- **WHAT YOU WILL DO**
Answer these questions from the Park Byung-joo profile below, one answer per line:
(a) In what place was he born?
(b) Which club did he manage from 1976 to 1993?
(c) What medal did he win at the 1970 Asian Games in Bangkok?

- **SUPPLIED PASSAGE**
Park Byung-joo

Personal information
- Date of birth: 20 February 1942 (age 84)
- Place of birth: Yesan, Chūseinan-dō, Korea, Empire of Japan
- Position: Defender

Youth career
- University of Suwon

Senior career*
- Years: Team / Apps / (Gls)
- 1965–1968: Cheil Industries FC
- 1969–?: Seoul Trust Bank FC

International career
- 1969–1973: South Korea / 24 / (0)

Managerial career
- 1976–1993: Seoul Bank FC
- 1983: Semi-Pro XI (Pestabola Merdeka)
- 1997–1998: Anyang LG Cheetahs
- 1999: Anyang LG Cheetahs (Technical advisor)

Medal record
Representing South Korea
Men's football
Asian Games
| Gold medal – first place | 1970 Bangkok | Team |

= Park Byung-joo =

South Korean footballer (born 1942)

Park Byung-joo (born 20 February 1942) is a South Korea former football player and manager.

- **SUPPLIED DATA**
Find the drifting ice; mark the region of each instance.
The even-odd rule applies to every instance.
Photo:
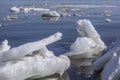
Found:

--

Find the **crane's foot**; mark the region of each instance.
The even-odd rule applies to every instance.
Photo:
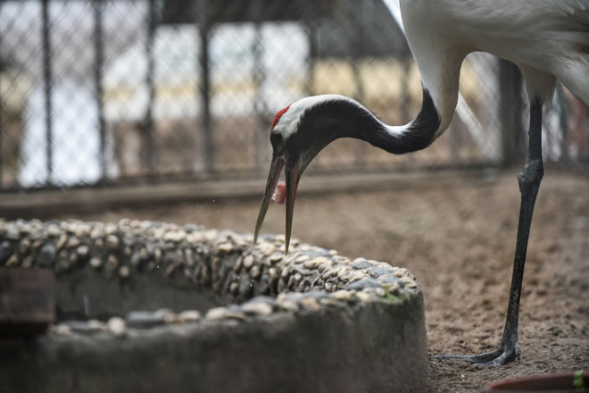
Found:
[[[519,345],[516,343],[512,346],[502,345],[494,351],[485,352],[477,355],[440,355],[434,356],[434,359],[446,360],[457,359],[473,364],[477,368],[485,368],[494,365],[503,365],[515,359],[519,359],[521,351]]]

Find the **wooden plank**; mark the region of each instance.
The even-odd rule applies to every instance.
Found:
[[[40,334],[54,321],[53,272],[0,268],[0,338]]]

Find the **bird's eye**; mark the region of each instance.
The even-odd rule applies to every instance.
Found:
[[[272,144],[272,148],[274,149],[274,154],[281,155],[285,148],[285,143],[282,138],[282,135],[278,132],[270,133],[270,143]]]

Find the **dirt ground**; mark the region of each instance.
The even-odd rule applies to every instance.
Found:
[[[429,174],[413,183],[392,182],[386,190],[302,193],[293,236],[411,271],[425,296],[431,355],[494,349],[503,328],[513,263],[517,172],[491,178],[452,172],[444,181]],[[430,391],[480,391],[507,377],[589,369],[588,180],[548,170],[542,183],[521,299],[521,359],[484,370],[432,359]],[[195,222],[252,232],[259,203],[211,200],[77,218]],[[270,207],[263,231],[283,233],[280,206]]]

- **OUTPUT OF THE EXERCISE**
(a) Yesan, Chūseinan-dō, Korea, Empire of Japan
(b) Seoul Bank FC
(c) Gold medal